* _Document source_:
Dans le cadre juridique sénégalais, conformément aux dispositions de l’article 32 du Code de Procédure Pénale, la dénonciation trouve son assise légale, octroyant aux dénonciateurs la faculté d’agir dans l’anonymat. À l’opposé, les alerteurs opèrent sans mandat spécifique, dévoilant leur identité sans bénéficier d’une couverture juridique.
L’alerteur ne se confond ni avec un auditeur, ni avec un enquêteur, ni avec un vérificateur. Il se distingue également nettement du dénonciateur et du délateur. Cette distinction mérite d’être soulignée afin de saisir les enjeux de ce nouveau paradigme d’engagement civique, prôné par la société civile.
Le concept d’alerteur renvoie à un individu divulguant des informations confidentielles ou sensibles relatives à des activités illégales, frauduleuses, dangereuses ou contraires à l’éthique au sein d’une organisation, d’une entreprise voire d’une institution gouvernementale. Les alerteurs jouent un rôle crucial dans la promotion de la transparence et de la responsabilité, en mettant en lumière les pratiques frauduleuses qui sapent la bonne gouvernance et le développement économique.
Plus de dix (10) pays en Afrique ont légalisé ce phénomène. Au Sénégal, l’augmentation exponentielle de la criminalité financière, englobant la corruption, le blanchiment d’argent, le financement du terrorisme, le détournement de fonds publics, la fraude fiscale, la violation des droits de l’homme, entre autres, génère une grave instabilité économique. Les politiques économiques et sociales sont détournées, la confiance des citoyens envers leurs gouvernements s’érode, le chômage des jeunes augmente, et les bénéfices ne profitent pas à l’ensemble de la population.
Dans cette perspective, l’adoption de lois spécifiques de protection, conformes aux normes internationales, s’avère nécessaire. Par exemple, la directive (UE) 2019/1937 du Parlement européen et du Conseil, entrée en vigueur en décembre 2019, constitue un exemple de référence en la matière.
En France, la loi « Sapin II » de 2016, renforcée par la loi « Waserman » de 2022, octroie un statut complet de protection aux alerteurs.
Au Sénégal, la ratification de conventions internationales contre la corruption, la volonté politique de créer un cadre juridique et la mise en place d’une plateforme de signalement représenteraient des avancées notables vers des mesures législatives spécifiques pour protéger les alerteurs. De plus, des dispositions dans le code de procédure pénale pourraient contribuer à cette protection, mais elles nécessitent davantage de précision applicable en l’espèce.

* _Données à examiner_:
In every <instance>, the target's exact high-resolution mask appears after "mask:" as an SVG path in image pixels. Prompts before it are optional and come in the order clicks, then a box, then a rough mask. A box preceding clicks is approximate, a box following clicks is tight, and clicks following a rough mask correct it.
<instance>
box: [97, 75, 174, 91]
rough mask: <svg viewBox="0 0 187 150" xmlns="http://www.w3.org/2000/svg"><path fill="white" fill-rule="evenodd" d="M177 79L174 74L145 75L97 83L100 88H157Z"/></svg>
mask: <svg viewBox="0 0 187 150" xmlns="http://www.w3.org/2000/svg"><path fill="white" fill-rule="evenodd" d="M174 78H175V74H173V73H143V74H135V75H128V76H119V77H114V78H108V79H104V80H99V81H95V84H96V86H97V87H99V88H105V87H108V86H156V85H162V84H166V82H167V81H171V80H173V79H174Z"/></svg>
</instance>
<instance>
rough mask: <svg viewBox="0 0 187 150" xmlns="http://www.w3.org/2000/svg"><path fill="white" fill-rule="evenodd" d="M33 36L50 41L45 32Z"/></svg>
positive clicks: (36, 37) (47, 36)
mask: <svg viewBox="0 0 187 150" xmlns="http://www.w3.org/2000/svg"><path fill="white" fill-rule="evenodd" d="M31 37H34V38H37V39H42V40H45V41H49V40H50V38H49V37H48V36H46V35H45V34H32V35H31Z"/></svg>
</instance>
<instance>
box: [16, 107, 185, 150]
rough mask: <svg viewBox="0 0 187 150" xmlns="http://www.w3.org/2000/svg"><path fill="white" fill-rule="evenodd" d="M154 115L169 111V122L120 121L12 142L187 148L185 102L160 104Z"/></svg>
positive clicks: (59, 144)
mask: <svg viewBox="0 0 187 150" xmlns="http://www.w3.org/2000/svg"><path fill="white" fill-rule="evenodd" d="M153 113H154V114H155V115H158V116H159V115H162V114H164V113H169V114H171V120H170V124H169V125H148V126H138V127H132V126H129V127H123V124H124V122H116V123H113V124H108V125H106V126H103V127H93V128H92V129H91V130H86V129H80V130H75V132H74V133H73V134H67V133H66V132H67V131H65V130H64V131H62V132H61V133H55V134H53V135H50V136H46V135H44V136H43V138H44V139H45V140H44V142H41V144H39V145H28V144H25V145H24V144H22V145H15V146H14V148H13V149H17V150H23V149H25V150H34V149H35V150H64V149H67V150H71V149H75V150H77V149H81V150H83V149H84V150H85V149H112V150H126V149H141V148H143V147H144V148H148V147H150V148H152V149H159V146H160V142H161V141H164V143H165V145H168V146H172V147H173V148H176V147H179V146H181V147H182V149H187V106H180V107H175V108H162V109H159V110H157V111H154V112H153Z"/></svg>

* _Consigne A_: Recopiez mot pour mot toutes les lignes des enregistrements, du premier au dernier.
* _Consigne B_: Prolongez le texte sur la protection des alerteurs au Sénégal à partir de sa dernière phrase.

* _Réponse A_:
In every <instance>, the target's exact high-resolution mask appears after "mask:" as an SVG path in image pixels. Prompts before it are optional and come in the order clicks, then a box, then a rough mask. A box preceding clicks is approximate, a box following clicks is tight, and clicks following a rough mask correct it.
<instance>
box: [97, 75, 174, 91]
rough mask: <svg viewBox="0 0 187 150" xmlns="http://www.w3.org/2000/svg"><path fill="white" fill-rule="evenodd" d="M177 79L174 74L145 75L97 83L100 88H157Z"/></svg>
mask: <svg viewBox="0 0 187 150" xmlns="http://www.w3.org/2000/svg"><path fill="white" fill-rule="evenodd" d="M174 78H175V74H173V73H143V74H135V75H128V76H119V77H114V78H108V79H104V80H99V81H95V84H96V86H97V87H99V88H105V87H108V86H156V85H162V84H166V82H167V81H171V80H173V79H174Z"/></svg>
</instance>
<instance>
rough mask: <svg viewBox="0 0 187 150" xmlns="http://www.w3.org/2000/svg"><path fill="white" fill-rule="evenodd" d="M33 36L50 41L45 32Z"/></svg>
positive clicks: (36, 37) (47, 36)
mask: <svg viewBox="0 0 187 150" xmlns="http://www.w3.org/2000/svg"><path fill="white" fill-rule="evenodd" d="M31 37H34V38H37V39H42V40H45V41H49V40H50V38H49V37H48V36H46V35H45V34H32V35H31Z"/></svg>
</instance>
<instance>
box: [16, 107, 185, 150]
rough mask: <svg viewBox="0 0 187 150" xmlns="http://www.w3.org/2000/svg"><path fill="white" fill-rule="evenodd" d="M154 115L169 111V122L120 121L12 142L187 148L185 102L160 104Z"/></svg>
positive clicks: (59, 144)
mask: <svg viewBox="0 0 187 150" xmlns="http://www.w3.org/2000/svg"><path fill="white" fill-rule="evenodd" d="M153 113H154V114H155V115H158V116H159V115H162V114H164V113H169V114H171V120H170V124H169V125H148V126H138V127H132V126H129V127H123V124H124V122H116V123H113V124H108V125H106V126H103V127H93V128H92V129H91V130H86V129H80V130H75V132H74V133H73V134H67V133H66V132H67V131H65V130H64V131H62V132H61V133H55V134H53V135H50V136H46V135H44V136H43V138H44V139H45V140H44V142H41V144H39V145H28V144H25V145H24V144H22V145H15V146H14V148H13V149H17V150H23V149H25V150H34V149H35V150H64V149H67V150H71V149H75V150H77V149H81V150H83V149H84V150H85V149H112V150H126V149H141V148H143V147H144V148H148V147H150V148H152V149H159V146H160V142H161V141H164V143H165V145H168V146H172V147H173V148H176V147H179V146H181V147H182V149H187V106H180V107H175V108H162V109H159V110H157V111H154V112H153Z"/></svg>

* _Réponse B_:
Cette Loi requiert un travail méticuleux assorti de toutes les diligences nécessaires pour délimiter adéquatement son champ d’application et les équilibres juridiques entre les alerteurs et les personnes visées ou les victimes. Voici quelques idées visant à atteindre cet équilibre :
1- Canal de signalement sécurisé : Mettre en place un processus de signalement sûr et anonyme pour permettre aux alerteurs de communiquer leurs préoccupations sans craindre de représailles. Les entreprises et les organisations devraient disposer de mécanismes clairs et accessibles pour recevoir ces signalements.
2- Formation et sensibilisation : Sensibiliser les employés, les membres d’organisations et le public en général sur l’importance des alerteurs et sur la manière de traiter les signalements de manière appropriée et respectueuse.
3- Centre de Traitement des signalements : Mettre en place des procédures claires et équitables pour traiter les signalements, garantissant une enquête approfondie et impartiale. Les victimes potentielles doivent être protégées et soutenues pendant le processus.
4- Responsabilité et transparence : Les organisations doivent être tenues responsables de leurs actions et de leurs réponses aux signalements. La transparence dans la gestion des signalements et dans les mesures prises pour résoudre les problèmes est essentielle pour renforcer la confiance.
5- Un équilibre sur le respect des données personnelles : Instituées par la Loi n° 2008-12 du 25 janvier 2008 portant sur la protection des données à caractère personnel, elles doivent rester parmi les exceptions.
6- Sur le Profil de l’alerteur : Définir les critères ou le profil d’un alerteur et les conditions objectives à remplir, préciser les sujets ou faits susceptibles de déclencher une alerte et délimiter son champ d’application ;
7- Une conciliation avec certaines Infractions : Pour ne pas dévoyer ou vider le sens et la portée des dispositions relatives au secret professionnel, à la dénonciation calomnieuse, aux faux témoignages, et aux clauses de conscience et de confidentialité prévues par le Code du Travail.
8- Les Dangers : Éviter que ni les prête-noms qui s’auto-proclament, ni les alerteurs ni leurs victimes ne soient exposées aux menaces, à l’intimidation ou à d’autres formes de répression.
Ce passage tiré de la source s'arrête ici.